[BRANO PROPOSTO]
Il Professor Francesco Raimondi, ordinario di Neonatologia della Federico II (il più grande punto nascita del Sud), ha denunciato un grave squilibrio nella rete regionale:

  • Troppi Punti Nascita: La maggior parte dei 49 centri non raggiunge il minimo consigliato di 1.000 nati all’anno.
  • TIN Sovradimensionate: Delle 17 Terapie Intensive Neonatali (TIN), ne basterebbe la metà, a fronte di una carenza critica di posti in Terapia Intensiva Pediatrica.

Raimondi ha sottolineato che, nonostante il forte calo demografico (da 562mila nati 15 anni fa ai 360mila previsti per il 2025), è fondamentale garantire alti standard assistenziali a circa 30.000 neonati pretermine che nascono ogni anno in Italia.

Il congresso, che vede la partecipazione di specialisti italiani ed europei, si concentra sulle nuove tecniche, come l’approccio non invasivo e l’uso dell’intelligenza artificiale in diagnostica. L’obiettivo primario è completare una struttura multidisciplinare di follow-up per intercettare precocemente i rischi di deficit e autismo nei bambini che hanno superato un periodo critico in TIN.

Tra i relatori di oggi, Manuel Sanchez Luna (Presidente della Società di Neonatologia in Spagna) interverrà sull’analisi dei risultati nella lotta alla bronchiolite. L’evento è stato aperto dalla lectio magistralis del neopresidente Sin, Massimo Agosti.

[MATERIALE FORNITO]
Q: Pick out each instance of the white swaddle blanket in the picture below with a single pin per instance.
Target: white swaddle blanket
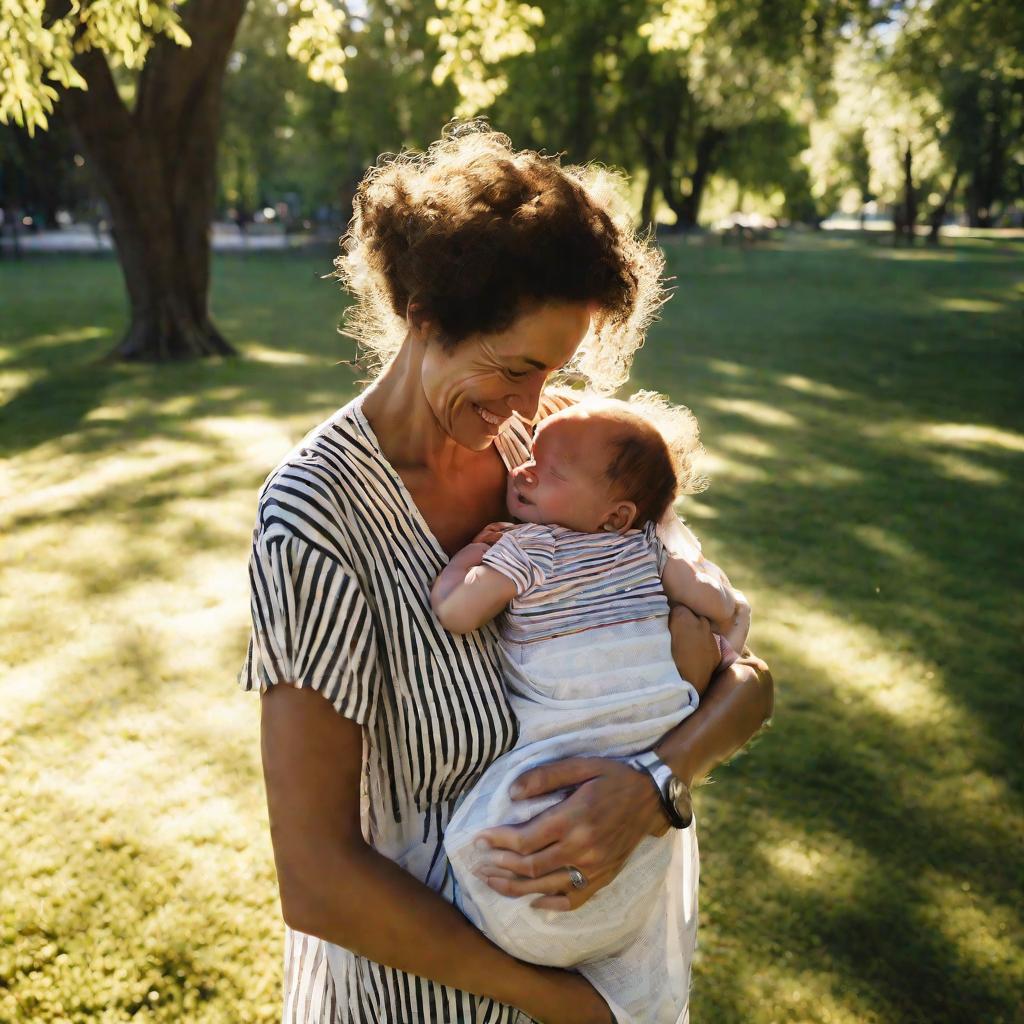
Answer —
(606, 690)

[QUESITO 1] Secondo il brano, quanti neonati pretermine nascono ogni anno in Italia?
[QUESITO 2] Trascrivi parola per parola il brano da "Il Professor Francesco" fino a "Terapia Intensiva Pediatrica.".
[QUESITO 3] Quali persone sono nominate nel brano? Elencale tutte.

[RISPOSTA 1] Circa 30.000.

[RISPOSTA 2]
Il Professor Francesco Raimondi, ordinario di Neonatologia della Federico II (il più grande punto nascita del Sud), ha denunciato un grave squilibrio nella rete regionale:

  • Troppi Punti Nascita: La maggior parte dei 49 centri non raggiunge il minimo consigliato di 1.000 nati all’anno.
  • TIN Sovradimensionate: Delle 17 Terapie Intensive Neonatali (TIN), ne basterebbe la metà, a fronte di una carenza critica di posti in Terapia Intensiva Pediatrica.

[RISPOSTA 3] Francesco Raimondi, Manuel Sanchez Luna, Massimo Agosti